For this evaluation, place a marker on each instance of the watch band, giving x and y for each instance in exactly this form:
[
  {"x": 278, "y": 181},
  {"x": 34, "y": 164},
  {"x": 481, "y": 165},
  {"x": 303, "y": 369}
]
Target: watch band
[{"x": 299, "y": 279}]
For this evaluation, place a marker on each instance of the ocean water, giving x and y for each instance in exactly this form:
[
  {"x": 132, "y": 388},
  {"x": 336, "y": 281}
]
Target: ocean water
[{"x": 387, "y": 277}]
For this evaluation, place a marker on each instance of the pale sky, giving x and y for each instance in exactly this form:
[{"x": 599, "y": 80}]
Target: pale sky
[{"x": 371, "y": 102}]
+---+
* GIVEN REQUEST *
Copy out every line of the entries above, requests included, scaling each x and y coordinate in the answers by 2.1 and rounding to whole numbers, with halves rounded up. Leave the numbers in the requests and their format samples as they are.

* SOLUTION *
For this evaluation, place a marker on each instance of the watch band, giving x and y for each instance in exactly this form:
[
  {"x": 278, "y": 181},
  {"x": 34, "y": 164},
  {"x": 481, "y": 165},
  {"x": 303, "y": 369}
]
Target: watch band
[{"x": 628, "y": 586}]
For this evaluation, place a marker on each instance of the ocean water, giving x and y for each instance in exactly this form:
[
  {"x": 132, "y": 388},
  {"x": 336, "y": 281}
]
Target: ocean water
[{"x": 813, "y": 582}]
For this evaluation, place a marker on each instance of the pale sky, giving x and y for each instance in exactly this form:
[{"x": 599, "y": 80}]
Target: pale sky
[{"x": 779, "y": 214}]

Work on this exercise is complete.